Work to do:
All of the records below need to be copied exactly.

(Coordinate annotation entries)
==============================
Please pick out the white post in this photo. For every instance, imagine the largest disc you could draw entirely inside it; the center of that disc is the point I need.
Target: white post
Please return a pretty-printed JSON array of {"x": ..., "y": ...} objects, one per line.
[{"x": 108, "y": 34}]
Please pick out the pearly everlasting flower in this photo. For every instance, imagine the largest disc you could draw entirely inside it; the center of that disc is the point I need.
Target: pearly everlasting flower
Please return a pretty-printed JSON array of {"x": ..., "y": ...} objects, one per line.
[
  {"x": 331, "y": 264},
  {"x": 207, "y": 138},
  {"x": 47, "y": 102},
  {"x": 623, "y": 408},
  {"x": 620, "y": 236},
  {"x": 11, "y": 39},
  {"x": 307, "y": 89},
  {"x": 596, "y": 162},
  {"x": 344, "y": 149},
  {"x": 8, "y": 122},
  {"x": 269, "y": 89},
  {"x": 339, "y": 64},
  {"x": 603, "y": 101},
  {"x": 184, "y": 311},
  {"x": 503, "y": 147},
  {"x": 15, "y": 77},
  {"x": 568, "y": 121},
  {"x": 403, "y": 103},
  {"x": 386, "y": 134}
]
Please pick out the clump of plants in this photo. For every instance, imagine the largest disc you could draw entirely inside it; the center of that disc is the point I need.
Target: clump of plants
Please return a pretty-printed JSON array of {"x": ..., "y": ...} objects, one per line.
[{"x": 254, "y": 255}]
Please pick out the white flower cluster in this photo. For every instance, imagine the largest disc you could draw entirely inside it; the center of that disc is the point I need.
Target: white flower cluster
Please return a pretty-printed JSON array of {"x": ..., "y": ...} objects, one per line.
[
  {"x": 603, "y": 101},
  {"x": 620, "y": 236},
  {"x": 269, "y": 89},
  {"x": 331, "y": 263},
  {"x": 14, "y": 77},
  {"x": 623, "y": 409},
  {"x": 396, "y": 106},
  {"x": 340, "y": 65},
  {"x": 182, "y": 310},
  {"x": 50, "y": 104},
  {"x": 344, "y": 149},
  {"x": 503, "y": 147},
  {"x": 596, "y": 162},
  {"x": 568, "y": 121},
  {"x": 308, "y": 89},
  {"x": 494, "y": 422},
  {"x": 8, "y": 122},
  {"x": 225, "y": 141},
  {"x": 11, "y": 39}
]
==============================
Output for this exercise:
Please pick out the white post in this photo. For every instance, imagine the largest disc you could draw entirely inside it; the center of that disc is the point I need.
Target: white post
Please return a pretty-printed JSON array of {"x": ..., "y": ...} objects, one per line.
[{"x": 108, "y": 34}]
Please pick out the pearly everlasting flower in this photo. For every instance, imagine the largest disc you could draw entirely inside it; the center of that disc is the point I need.
Target: pearly everlasting flower
Please return a pretty-printed JSON array of {"x": ..., "y": ...} objects, one per line.
[
  {"x": 331, "y": 264},
  {"x": 207, "y": 138},
  {"x": 47, "y": 102},
  {"x": 623, "y": 408},
  {"x": 620, "y": 236},
  {"x": 11, "y": 39},
  {"x": 307, "y": 89},
  {"x": 596, "y": 162},
  {"x": 344, "y": 149},
  {"x": 8, "y": 122},
  {"x": 269, "y": 89},
  {"x": 339, "y": 64},
  {"x": 603, "y": 101},
  {"x": 184, "y": 311},
  {"x": 503, "y": 147},
  {"x": 15, "y": 77},
  {"x": 568, "y": 121},
  {"x": 403, "y": 103},
  {"x": 386, "y": 134}
]
Please pick out the clump of plants in this photo. For every instance, imagine the largest disc you could draw entirely inside it; the center of that disc is the point I need.
Target: clump of plants
Please return a pretty-printed JSON array of {"x": ..., "y": ...} objects, one per line.
[{"x": 254, "y": 255}]
Please pick out the white flower cluster in this photo. For every instance, imagine the largest disc you could draw entirely inside it; the center of that disc is the point I need.
Target: white flower cluster
Please return a pretty-printed JSON array of {"x": ..., "y": ...} objects, one per line.
[
  {"x": 603, "y": 101},
  {"x": 620, "y": 236},
  {"x": 269, "y": 89},
  {"x": 331, "y": 263},
  {"x": 14, "y": 77},
  {"x": 623, "y": 409},
  {"x": 396, "y": 106},
  {"x": 340, "y": 65},
  {"x": 182, "y": 310},
  {"x": 50, "y": 104},
  {"x": 344, "y": 149},
  {"x": 503, "y": 147},
  {"x": 596, "y": 162},
  {"x": 568, "y": 121},
  {"x": 308, "y": 89},
  {"x": 494, "y": 422},
  {"x": 8, "y": 122},
  {"x": 225, "y": 141},
  {"x": 11, "y": 39}
]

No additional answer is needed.